**DATA FOR THE TASK**:
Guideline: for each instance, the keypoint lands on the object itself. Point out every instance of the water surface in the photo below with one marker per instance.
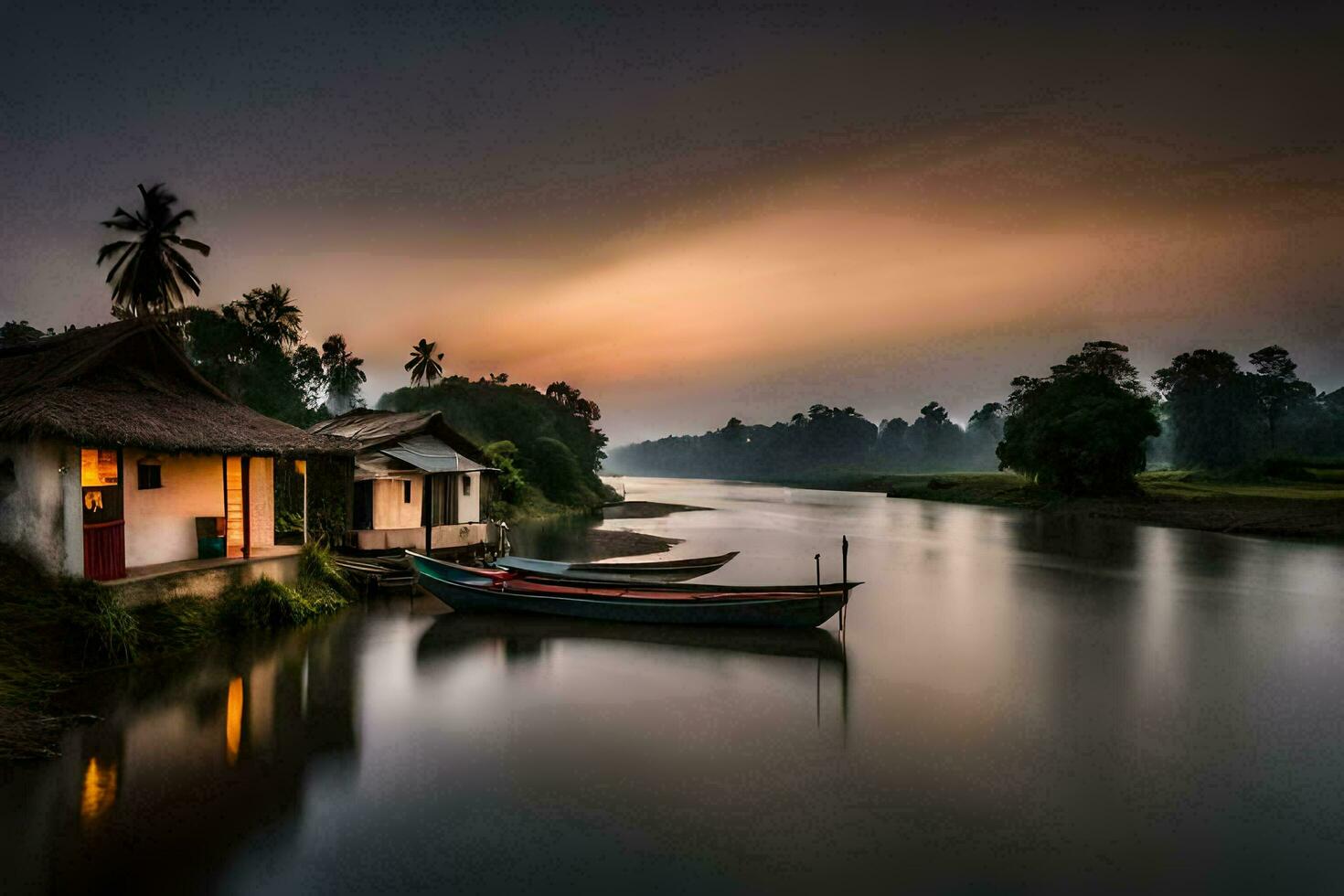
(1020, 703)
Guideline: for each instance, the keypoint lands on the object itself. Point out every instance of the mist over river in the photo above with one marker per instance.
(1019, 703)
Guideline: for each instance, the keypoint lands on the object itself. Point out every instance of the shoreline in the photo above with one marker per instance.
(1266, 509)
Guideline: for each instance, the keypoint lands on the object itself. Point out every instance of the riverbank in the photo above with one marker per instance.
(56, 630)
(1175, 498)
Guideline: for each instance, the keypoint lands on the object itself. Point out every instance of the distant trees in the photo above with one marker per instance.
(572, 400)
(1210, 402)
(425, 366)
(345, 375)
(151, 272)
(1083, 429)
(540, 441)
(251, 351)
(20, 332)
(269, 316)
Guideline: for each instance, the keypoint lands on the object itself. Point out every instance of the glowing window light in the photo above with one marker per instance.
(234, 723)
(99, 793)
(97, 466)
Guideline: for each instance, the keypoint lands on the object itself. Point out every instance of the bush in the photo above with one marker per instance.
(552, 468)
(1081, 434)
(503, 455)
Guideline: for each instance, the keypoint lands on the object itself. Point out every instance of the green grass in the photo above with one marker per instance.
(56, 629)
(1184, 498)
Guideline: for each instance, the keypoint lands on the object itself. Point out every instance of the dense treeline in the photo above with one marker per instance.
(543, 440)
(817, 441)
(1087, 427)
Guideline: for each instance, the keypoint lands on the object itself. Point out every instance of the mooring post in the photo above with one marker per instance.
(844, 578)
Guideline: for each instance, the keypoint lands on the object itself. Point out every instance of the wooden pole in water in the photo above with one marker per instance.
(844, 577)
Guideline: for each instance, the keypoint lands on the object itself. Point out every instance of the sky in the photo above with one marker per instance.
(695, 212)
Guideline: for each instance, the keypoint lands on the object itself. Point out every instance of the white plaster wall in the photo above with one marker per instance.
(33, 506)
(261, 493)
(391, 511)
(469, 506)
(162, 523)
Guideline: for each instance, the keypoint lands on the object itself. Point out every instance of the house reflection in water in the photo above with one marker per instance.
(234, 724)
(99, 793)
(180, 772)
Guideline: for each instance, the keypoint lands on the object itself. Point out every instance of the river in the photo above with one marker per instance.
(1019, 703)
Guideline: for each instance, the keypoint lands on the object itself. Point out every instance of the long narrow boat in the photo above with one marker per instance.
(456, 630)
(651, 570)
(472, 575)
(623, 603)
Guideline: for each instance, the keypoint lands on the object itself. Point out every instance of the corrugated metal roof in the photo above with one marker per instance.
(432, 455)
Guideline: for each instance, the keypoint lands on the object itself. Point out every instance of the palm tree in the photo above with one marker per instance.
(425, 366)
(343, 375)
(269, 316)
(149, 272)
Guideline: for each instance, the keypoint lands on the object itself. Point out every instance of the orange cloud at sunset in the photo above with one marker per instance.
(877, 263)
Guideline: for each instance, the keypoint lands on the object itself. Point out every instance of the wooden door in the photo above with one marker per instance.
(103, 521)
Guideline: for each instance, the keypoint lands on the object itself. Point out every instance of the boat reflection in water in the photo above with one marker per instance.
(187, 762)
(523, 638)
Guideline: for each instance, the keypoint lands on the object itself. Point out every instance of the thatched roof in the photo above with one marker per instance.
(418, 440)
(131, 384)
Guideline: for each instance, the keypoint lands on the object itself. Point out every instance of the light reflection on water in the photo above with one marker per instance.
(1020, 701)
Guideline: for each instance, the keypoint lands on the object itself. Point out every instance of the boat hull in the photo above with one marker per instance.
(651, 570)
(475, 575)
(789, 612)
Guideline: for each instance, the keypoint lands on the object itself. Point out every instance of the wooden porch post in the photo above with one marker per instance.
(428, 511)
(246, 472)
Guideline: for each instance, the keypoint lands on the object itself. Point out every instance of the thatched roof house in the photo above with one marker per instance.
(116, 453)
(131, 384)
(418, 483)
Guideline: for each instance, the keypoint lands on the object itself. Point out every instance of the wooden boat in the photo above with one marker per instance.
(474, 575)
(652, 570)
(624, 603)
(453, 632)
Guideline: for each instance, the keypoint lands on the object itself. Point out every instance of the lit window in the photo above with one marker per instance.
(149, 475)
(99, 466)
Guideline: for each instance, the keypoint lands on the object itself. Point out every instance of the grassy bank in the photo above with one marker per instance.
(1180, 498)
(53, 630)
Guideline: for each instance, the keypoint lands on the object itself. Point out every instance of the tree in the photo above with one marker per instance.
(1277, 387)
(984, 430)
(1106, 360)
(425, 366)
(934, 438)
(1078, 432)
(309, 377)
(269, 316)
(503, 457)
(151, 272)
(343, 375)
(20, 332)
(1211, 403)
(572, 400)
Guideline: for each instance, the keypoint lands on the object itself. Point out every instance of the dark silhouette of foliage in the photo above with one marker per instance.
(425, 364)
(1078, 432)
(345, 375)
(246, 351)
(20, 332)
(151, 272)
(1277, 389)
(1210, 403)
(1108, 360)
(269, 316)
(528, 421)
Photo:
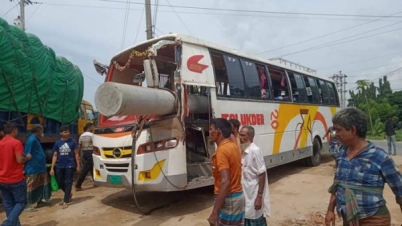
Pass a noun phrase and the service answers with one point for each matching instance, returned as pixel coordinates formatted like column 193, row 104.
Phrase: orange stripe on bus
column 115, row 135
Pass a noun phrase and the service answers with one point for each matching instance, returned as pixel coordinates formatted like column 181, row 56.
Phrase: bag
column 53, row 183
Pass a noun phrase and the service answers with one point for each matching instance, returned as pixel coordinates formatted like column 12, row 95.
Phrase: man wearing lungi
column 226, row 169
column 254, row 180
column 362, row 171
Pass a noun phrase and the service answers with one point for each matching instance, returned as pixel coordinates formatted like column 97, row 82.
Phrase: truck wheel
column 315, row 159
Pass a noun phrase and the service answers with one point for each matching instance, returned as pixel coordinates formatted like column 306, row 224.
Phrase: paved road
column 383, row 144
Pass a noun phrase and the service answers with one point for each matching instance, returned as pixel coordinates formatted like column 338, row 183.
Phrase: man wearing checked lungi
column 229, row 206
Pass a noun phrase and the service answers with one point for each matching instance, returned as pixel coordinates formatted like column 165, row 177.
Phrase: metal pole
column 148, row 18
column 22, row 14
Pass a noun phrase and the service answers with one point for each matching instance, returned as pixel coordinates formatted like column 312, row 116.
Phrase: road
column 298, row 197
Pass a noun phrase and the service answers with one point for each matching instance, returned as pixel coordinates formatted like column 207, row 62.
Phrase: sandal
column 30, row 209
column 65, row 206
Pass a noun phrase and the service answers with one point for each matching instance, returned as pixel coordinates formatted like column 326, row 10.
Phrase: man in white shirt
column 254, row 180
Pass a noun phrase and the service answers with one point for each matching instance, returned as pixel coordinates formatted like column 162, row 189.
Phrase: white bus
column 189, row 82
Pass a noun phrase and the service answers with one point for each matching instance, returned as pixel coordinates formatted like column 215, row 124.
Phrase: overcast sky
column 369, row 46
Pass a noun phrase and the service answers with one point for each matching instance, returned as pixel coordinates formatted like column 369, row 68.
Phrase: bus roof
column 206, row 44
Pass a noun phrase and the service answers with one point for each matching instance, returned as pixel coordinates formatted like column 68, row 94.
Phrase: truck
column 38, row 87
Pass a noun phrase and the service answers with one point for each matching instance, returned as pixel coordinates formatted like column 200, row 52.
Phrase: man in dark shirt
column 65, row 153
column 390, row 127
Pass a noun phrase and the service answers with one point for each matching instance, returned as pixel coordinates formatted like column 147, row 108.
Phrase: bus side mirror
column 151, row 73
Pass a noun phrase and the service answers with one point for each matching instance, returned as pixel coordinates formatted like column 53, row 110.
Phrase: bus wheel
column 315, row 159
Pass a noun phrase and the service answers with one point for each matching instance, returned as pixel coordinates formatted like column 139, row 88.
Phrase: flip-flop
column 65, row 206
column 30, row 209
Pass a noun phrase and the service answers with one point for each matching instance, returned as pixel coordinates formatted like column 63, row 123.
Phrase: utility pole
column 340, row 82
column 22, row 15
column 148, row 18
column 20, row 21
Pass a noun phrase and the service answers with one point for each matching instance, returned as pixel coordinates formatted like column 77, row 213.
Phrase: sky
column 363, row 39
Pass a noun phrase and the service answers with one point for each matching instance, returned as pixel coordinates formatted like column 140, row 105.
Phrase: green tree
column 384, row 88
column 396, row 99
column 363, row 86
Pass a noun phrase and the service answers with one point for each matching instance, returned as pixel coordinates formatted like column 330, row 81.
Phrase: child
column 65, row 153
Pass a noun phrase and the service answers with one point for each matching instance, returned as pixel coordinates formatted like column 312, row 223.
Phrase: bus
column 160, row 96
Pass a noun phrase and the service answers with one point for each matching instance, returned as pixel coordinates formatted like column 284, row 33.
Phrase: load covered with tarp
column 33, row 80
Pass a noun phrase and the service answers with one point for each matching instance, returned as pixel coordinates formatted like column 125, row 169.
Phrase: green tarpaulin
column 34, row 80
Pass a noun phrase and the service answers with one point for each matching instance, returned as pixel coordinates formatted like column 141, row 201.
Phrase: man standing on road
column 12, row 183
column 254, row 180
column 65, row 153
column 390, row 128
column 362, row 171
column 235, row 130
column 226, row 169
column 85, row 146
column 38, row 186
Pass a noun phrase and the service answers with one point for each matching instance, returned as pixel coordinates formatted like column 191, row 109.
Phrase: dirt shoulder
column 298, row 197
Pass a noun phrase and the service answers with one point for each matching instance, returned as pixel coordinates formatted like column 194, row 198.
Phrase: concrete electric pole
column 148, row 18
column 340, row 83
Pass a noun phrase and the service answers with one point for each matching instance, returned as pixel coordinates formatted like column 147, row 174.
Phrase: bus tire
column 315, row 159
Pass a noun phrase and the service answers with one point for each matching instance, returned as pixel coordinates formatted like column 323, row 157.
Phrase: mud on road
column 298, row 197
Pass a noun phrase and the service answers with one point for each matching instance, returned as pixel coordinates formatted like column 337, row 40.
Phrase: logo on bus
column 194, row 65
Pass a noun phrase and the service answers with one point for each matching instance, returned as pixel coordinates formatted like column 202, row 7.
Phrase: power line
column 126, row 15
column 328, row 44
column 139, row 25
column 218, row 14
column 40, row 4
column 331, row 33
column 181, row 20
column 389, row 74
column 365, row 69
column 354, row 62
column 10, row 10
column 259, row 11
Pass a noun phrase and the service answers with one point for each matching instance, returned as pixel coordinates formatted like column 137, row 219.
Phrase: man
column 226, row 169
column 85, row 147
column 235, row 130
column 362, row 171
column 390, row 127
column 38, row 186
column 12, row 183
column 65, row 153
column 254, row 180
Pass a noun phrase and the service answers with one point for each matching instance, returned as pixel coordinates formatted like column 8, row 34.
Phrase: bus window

**TASK DETAILS**:
Reproduce word for word the material above, starting with the line that has "191, row 109." and stopping after the line that has "202, row 7.".

**OUTPUT FOR THIS TASK**:
Pass a noun phrase and the service answers with one point for each matching instance, returned as pixel coordinates formatted like column 191, row 109.
Phrase: dirt shoulder
column 298, row 197
Pass a noun phrase and the service answers with one point for each matching instance, returned as pixel coordinates formatted like column 194, row 198.
Phrase: concrete electric pole
column 148, row 18
column 340, row 83
Pass a noun phrase and the service answers with one point for each matching instance, returned as pixel coordinates formatted like column 147, row 174.
Phrase: bus tire
column 315, row 159
Pass a noun phrase and the service answers with one point for each matching instance, returned as pixel coordinates formatted like column 323, row 157.
Phrase: mud on road
column 298, row 197
Pass a noun phrase and the service answers with one point for each matching instance, returned as pixel coordinates formatted like column 337, row 40.
Phrase: logo on bus
column 194, row 65
Pass a noun phrase and the service answers with one point for each matching instance, returned as pixel coordinates formatted like column 202, row 7.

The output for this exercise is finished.